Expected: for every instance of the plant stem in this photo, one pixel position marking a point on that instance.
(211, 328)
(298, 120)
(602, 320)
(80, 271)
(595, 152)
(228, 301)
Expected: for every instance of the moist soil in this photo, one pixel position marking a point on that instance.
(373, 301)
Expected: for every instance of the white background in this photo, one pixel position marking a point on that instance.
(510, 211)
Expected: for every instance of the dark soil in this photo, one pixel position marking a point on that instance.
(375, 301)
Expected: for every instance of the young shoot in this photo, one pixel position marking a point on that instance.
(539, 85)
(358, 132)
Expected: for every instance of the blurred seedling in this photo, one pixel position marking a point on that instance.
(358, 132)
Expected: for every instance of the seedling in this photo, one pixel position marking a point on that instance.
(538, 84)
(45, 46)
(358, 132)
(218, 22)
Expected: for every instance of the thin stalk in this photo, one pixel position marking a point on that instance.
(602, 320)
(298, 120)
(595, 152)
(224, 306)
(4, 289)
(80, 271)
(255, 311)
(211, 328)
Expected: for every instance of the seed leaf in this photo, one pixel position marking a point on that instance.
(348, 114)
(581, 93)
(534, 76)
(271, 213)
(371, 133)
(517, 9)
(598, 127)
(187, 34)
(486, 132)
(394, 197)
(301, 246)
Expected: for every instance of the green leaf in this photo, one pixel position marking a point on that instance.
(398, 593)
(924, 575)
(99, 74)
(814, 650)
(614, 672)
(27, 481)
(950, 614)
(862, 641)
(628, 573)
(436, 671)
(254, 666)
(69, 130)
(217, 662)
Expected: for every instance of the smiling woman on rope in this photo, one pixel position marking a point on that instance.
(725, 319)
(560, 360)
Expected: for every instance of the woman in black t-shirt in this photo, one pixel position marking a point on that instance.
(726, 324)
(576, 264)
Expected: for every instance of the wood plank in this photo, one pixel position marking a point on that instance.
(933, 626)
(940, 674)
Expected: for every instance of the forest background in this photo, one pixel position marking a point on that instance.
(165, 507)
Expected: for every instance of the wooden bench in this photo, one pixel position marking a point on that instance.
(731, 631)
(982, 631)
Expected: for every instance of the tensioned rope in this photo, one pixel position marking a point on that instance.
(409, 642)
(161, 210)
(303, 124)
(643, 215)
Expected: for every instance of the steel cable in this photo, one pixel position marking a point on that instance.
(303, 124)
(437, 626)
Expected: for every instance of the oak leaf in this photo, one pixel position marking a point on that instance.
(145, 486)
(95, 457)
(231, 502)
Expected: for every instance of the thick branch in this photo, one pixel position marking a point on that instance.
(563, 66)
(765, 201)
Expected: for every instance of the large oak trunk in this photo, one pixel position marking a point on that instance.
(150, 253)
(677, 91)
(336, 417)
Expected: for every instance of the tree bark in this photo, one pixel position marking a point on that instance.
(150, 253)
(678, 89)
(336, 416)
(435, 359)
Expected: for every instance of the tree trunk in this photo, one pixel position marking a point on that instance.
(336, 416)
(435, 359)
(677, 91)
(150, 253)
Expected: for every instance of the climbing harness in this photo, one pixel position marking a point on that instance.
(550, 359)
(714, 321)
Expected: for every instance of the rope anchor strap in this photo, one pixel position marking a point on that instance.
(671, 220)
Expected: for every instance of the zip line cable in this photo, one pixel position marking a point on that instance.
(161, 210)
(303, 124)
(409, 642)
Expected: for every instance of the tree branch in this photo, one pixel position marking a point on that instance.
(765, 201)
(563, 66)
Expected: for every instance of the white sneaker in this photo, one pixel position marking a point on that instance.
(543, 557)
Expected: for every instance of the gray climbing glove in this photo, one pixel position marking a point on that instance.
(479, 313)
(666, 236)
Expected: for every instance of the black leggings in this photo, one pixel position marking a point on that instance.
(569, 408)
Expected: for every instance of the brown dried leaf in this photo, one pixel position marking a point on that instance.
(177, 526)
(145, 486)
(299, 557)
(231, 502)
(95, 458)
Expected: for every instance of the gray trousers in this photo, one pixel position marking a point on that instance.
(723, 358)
◆ ◆ ◆ ◆ ◆ ◆ ◆
## [WHAT YOU HAVE TO DO]
Reproduce the material exactly, from the first line to the last.

## [YOUR RESPONSE]
Expected: for every instance of the plant stem in this photo, one pixel position marking a point on that instance.
(211, 328)
(298, 120)
(602, 320)
(80, 271)
(595, 152)
(228, 301)
Expected: for every instance of the moist soil in this photo, one pixel position marking a point on that instance.
(373, 301)
Expected: for every instance of the white background in this photo, one pixel position marking a point on that instance.
(510, 211)
Expected: for every instance of the dark soil in this photo, one pixel position marking a point on that instance.
(375, 301)
Expected: for every instance of the young shoot in this photo, one pixel position marking a point on that instance.
(539, 85)
(358, 132)
Expected: for every instance of the blurred seedling in this photo, one pixel position marking a point on that instance.
(358, 132)
Expected: for every instance of the seedling in this photo, one pixel position marking a point on that instance.
(538, 84)
(45, 46)
(358, 132)
(218, 22)
Expected: for every instance of the thin stalk in this photo, one pixel position marking a point on that instance.
(602, 320)
(298, 120)
(595, 152)
(224, 306)
(4, 289)
(80, 271)
(255, 311)
(211, 328)
Expected: for every instance of the seed leaf in this photo, one pixel position marking a point on that instance.
(348, 114)
(581, 93)
(534, 76)
(271, 213)
(371, 133)
(517, 9)
(598, 127)
(187, 34)
(486, 132)
(394, 197)
(301, 246)
Expected: for every instance of the green leaf in this photo, one pixel position marking a point on that instance.
(398, 593)
(924, 575)
(99, 74)
(814, 650)
(614, 672)
(27, 481)
(950, 614)
(862, 641)
(628, 573)
(436, 671)
(254, 666)
(69, 130)
(217, 662)
Expected: for every instance of the smiling woman on rope in this photo, one pixel position marking a point on that instance.
(725, 319)
(560, 360)
Expected: for every instance of the woman in black t-shirt in this photo, one pixel position marking a point on that instance.
(726, 324)
(576, 264)
Expected: for every instance of the wood plank in this photo, one pixel position marking a point on that instance.
(933, 626)
(940, 674)
Expected: for every instance of the forest background in this photo, one pixel position marking a point on that instance.
(165, 507)
Expected: for every instance of the wooden bench in this photo, one pixel position marking a point on that instance.
(731, 631)
(982, 631)
Expected: for every instance of the tensioned rope in this photo, one pixel position marking a point on that instance.
(409, 642)
(161, 210)
(303, 124)
(643, 215)
Expected: for every instance of the steel cable in this photo, one pixel position marking a point on that instance.
(303, 124)
(437, 626)
Expected: for every instance of the oak leaf in this photo, one pixel position marking a point on that instance.
(145, 486)
(95, 457)
(231, 502)
Expected: for every instance of the thick branch in this photo, one pixel position marking a point on that instance.
(563, 66)
(765, 201)
Expected: for every instance of the large oak trunk in this photo, one pixel position marking a point on that instance.
(150, 253)
(677, 91)
(336, 417)
Expected: for every instance of the tree bark in this photo, one pixel position marking a point on that instance.
(150, 253)
(678, 89)
(336, 416)
(435, 359)
Expected: for every instance of the tree trunk in this photo, one pixel position marking a point on that instance.
(336, 416)
(435, 359)
(677, 91)
(150, 253)
Expected: for every instance of the climbing harness in this photo, one pixel position marking a point on that instance.
(550, 359)
(714, 321)
Expected: for every instance of the rope anchor strap in this photo, one pixel position marking a point on that instance.
(671, 220)
Expected: for every instance of the zip line cable in this photo, one pixel position marking a point on that instance.
(161, 210)
(303, 124)
(409, 642)
Expected: for every instance of the tree branch in this photo, one pixel position marking a point on that instance.
(765, 201)
(563, 66)
Expected: for every instance of the white sneaker in this photo, one pixel position marking a point on that instance.
(543, 557)
Expected: for every instance of the gray climbing glove in this photo, one pixel position marking a point on that instance.
(479, 313)
(666, 236)
Expected: for every instance of the black leggings in this photo, one pixel position marking a point on that instance.
(569, 408)
Expected: for every instance of the brown dried leaf in this photo, one pixel position marking a point on that instance.
(177, 526)
(145, 486)
(299, 557)
(231, 502)
(95, 458)
Expected: for every instance of the gray trousers in this photo, one pixel position marking a point on that instance.
(723, 358)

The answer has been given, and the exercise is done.